Bord Bia gathers a range of sustainability and productivity metrics on farms through the audit process for the Sustainable Dairy Assurance Scheme (SDAS) and the Sustainable Beef and Lamb Assurance Scheme (SBLAS).

By analysing the most recent full-year audit data from 2022 and comparing it against previous years, we can see the areas in which farmers are making progress.

Dairy efficiency

Dairy carbon efficiency has been steadily improving since Bord Bia began carbon footprinting Irish dairy farms.

Preliminary results of audits conducted in 2023 indicated a dairy carbon footprint of 0.91. This figure will be finalised once all audits conducted in December 2023 have been fully certified following closeout.

The average three-year carbon footprint of SDAS farms has fallen from 0.94 in 2018 to 2020 to 0.91 during 2020 to 2022. We can also see a sustained improvement in output per cow in that period.

Table 1 shows average milk solids (MS) per cow have risen from 424kg in 2020 to 443kg in 2022.

The average dairy herd size has increased from 92 to 96 dairy cows. This corresponds with an increase in total farm emissions due to the expansion of the dairy herd size.

However, the use of protected urea and low emissions slurry spreading (LESS) on Irish dairy farms has increased significantly in recent years.

Important actions

These are important actions, as recommended by the Teagasc MACC, that farmers are taking to mitigate against GHG emissions in dairy production. In 2022, 70% of SDAS farms reported using LESS, up from 35% in 2020 (Figure 2).

Bord Bia began tracking protected urea usage in 2021. Its usage has risen from 10% of total chemical nitrogen applied on SDAS farms in 2021 to 18% in 2022 (Figure 1).

• [Provided records]
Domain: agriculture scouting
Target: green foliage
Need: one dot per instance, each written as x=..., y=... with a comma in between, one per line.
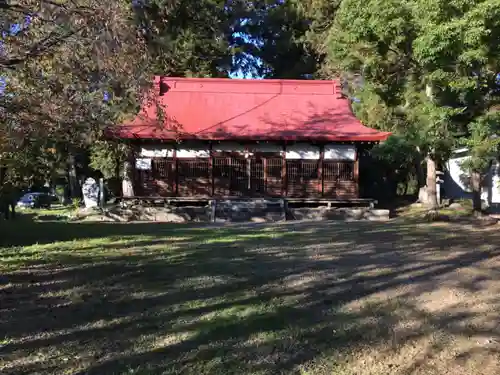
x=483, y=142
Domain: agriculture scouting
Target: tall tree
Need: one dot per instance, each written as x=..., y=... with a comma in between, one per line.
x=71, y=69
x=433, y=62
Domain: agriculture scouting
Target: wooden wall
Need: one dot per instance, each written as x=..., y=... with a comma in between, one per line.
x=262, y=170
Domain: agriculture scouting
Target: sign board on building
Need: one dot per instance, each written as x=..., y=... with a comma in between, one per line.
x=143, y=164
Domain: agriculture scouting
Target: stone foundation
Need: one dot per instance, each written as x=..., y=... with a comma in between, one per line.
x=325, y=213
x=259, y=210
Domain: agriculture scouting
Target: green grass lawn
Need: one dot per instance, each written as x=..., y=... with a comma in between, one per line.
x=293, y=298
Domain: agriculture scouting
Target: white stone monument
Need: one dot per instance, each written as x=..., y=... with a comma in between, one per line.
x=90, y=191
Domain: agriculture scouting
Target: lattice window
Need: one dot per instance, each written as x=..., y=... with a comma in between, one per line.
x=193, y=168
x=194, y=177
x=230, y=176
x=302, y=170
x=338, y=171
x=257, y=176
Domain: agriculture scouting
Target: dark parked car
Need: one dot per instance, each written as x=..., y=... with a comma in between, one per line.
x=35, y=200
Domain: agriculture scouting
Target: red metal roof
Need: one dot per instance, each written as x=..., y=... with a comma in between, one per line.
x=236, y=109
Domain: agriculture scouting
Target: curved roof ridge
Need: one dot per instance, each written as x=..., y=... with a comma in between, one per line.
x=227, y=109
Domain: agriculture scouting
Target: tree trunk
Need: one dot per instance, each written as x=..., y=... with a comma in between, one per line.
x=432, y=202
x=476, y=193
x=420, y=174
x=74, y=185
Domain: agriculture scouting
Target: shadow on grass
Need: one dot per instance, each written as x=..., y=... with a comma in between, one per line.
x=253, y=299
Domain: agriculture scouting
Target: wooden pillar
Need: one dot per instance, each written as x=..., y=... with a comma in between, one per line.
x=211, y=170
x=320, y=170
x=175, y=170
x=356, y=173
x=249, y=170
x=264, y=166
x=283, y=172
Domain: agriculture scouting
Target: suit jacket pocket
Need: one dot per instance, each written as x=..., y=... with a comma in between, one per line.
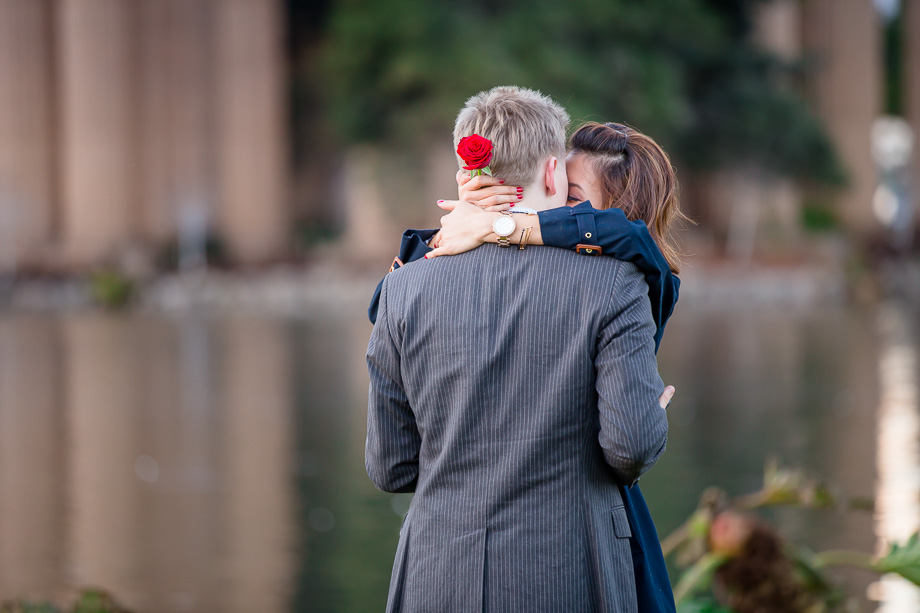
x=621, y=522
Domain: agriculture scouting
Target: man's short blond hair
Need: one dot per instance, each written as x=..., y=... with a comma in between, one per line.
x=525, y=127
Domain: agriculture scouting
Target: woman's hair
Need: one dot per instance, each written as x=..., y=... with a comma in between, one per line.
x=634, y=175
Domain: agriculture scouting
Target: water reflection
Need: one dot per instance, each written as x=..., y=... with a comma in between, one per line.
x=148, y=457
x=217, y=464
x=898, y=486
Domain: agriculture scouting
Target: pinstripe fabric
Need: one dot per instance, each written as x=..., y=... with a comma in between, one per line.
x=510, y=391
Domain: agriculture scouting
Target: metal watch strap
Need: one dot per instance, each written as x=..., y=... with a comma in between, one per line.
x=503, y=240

• [Exercise set]
1 > In the text on dairy farm sustainability above, translate this sentence into Spanish: "Dairy carbon efficiency has been steadily improving since Bord Bia began carbon footprinting Irish dairy farms."
2 > Reproduce the text on dairy farm sustainability, starting at the words "Table 1 shows" and stopping after "2022 (Figure 1).".

• [Your responses]
1 > La eficiencia de carbono de la producción lechera ha mejorado de forma constante desde que Bord Bia comenzó a calcular la huella de carbono de las explotaciones lecheras irlandesas.

2 >
Table 1 shows average milk solids (MS) per cow have risen from 424kg in 2020 to 443kg in 2022.

The average dairy herd size has increased from 92 to 96 dairy cows. This corresponds with an increase in total farm emissions due to the expansion of the dairy herd size.

However, the use of protected urea and low emissions slurry spreading (LESS) on Irish dairy farms has increased significantly in recent years.

Important actions

These are important actions, as recommended by the Teagasc MACC, that farmers are taking to mitigate against GHG emissions in dairy production. In 2022, 70% of SDAS farms reported using LESS, up from 35% in 2020 (Figure 2).

Bord Bia began tracking protected urea usage in 2021. Its usage has risen from 10% of total chemical nitrogen applied on SDAS farms in 2021 to 18% in 2022 (Figure 1).